→ Auftrag A
Wähle bitte aus den Datensätzen unten jede Zeile aus, die die Zeichenfolge „point“ enthält, und gib diese Zeilen unverändert wieder. Groß- und Kleinschreibung zählt dabei.

→ Vorliegender Text
::::

Cottier-Testament ist 300 Jahre alt
15.07.2025 RegionCottier-Testament ist 300 Jahre alt
Ein Testament, das in diesem Jahr 300 Jahre alt wird und ein ursprüngliches Vermächtnis zugunsten der kirchlichen Unterweisung bedürftiger Saaner Kinder ist: Das Cottierstift der Landschaft Saanen hat ...
Cottier-Testament ist 300 Jahre alt
Ein Testament, das in diesem Jahr 300 Jahre alt wird und ein ursprüngliches Vermächtnis zugunsten der kirchlichen Unterweisung bedürftiger Saaner Kinder ist: Das Cottierstift der Landschaft Saanen hat die Jahrhunderte überdauert und ist in die neue Zeit überführt worden – mit einigen Anpassungen.

::::

→ Extrahierte Datensätze
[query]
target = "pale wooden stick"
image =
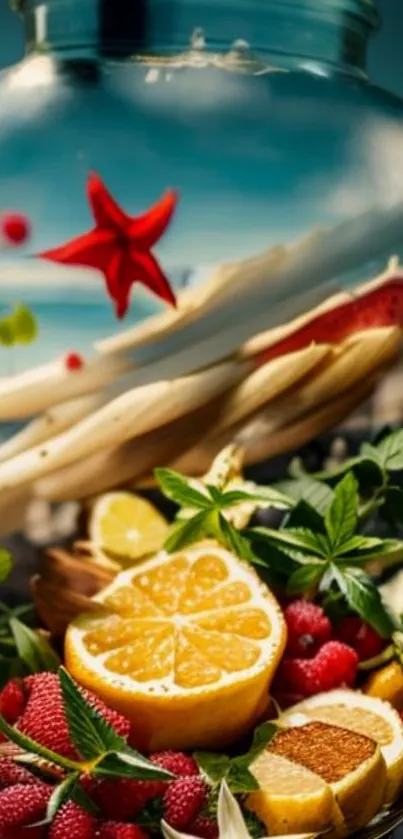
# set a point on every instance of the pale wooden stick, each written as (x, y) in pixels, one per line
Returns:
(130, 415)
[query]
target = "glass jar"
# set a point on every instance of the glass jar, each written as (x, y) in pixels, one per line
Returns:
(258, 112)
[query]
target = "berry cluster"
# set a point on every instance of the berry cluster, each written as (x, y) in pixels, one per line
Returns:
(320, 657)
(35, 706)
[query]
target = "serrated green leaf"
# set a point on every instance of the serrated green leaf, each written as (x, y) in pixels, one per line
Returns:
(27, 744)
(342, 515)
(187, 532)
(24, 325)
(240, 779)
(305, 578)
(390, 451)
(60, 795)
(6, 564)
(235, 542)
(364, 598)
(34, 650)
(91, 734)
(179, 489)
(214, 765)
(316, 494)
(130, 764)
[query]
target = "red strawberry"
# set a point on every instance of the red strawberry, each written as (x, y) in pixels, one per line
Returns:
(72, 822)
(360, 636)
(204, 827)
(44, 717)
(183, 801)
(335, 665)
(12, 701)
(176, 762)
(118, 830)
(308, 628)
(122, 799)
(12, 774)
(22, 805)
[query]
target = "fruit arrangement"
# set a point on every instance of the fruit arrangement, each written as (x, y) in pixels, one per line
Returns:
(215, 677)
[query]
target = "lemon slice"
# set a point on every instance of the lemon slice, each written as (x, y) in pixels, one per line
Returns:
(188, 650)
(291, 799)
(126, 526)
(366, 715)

::::

→ Auftrag B
Führe den Text über das Cottier-Testament weiter, beginnend nach seinem letzten Satz.

→ Antwort zum Auftrag A
# set a point on every instance of the pale wooden stick, each written as (x, y) in pixels, one per line
# set a point on every instance of the glass jar, each written as (x, y) in pixels, one per line
# set a point on every instance of the berry cluster, each written as (x, y) in pixels, one per line
# set a point on every instance of the serrated green leaf, each written as (x, y) in pixels, one per line
# set a point on every instance of the red strawberry, each written as (x, y) in pixels, one per line
# set a point on every instance of the fruit arrangement, each written as (x, y) in pixels, one per line
# set a point on every instance of the lemon slice, each written as (x, y) in pixels, one per line

→ Antwort zum Auftrag B
KEREM S. MAURER
Das vermögende und kinderlose Ehepaar Pierre und Ester Cottier-Bovay verfügte in einem Testament vom 8. Januar 1725, dass die Erlöse aus den sich in ihrem Besitz befindenden Alpen den Saaner Kindern zugutekommen sollen. In der Stiftungsurkunde heisst es: «So verordne und vergaabe ich, der Ehemann, zu gutem denen gesambten Schulen, der vier Kirchhörinen, in der Landschaft, Alls Sanen, Gsteig, Lauwinen, und Anflentschen, zu Gottes Lob und Ehr, desto besserer underweysung der Lieben Jugend, und wachstumb in der Erkanntnuss Gottes, meine hinder Rothenberg und Oesch, an einanderen gelegene Bergen Martinni und Plan Tieren genannt, sambt darauf stehenden Gebäuwen, und übriger gantzen Zugehörd, wie das einte und andere Enden mir zustehet und gebühret, und solches nach meinem Tödtlichen hinscheid, in eigenthumbliche besitzung zu nemmen.» Und in einem vom 7. November 1747 datierten Codizill (letztwillige Verfügung, Anm. d. Redaktion) hielten die Eheleute Cottier ausserdem fest: «... sowohl der Martiniberg als auch Plantieren zu Gunsten der Schulen zu allen Zeiten an ihrem Ort ohnverüsserlich stehen und also weder verkauft, versetzt, vertauschet, oder in einichen anderen Weg veränderet, vertheilt oder alieniert werden sollen ...» Bis heute stehen also die testamentarisch verfügten Waadtländer Gebiete (siehe Kasten) unter Saaner Verwaltung. Obschon sich der Zweck der Stiftung nicht grundlegend verändert hat, stehen heute nicht mehr bedürftige Schulkinder im Fokus der Zuwendungen, sondern die drei Pächter der geerbten Alpen.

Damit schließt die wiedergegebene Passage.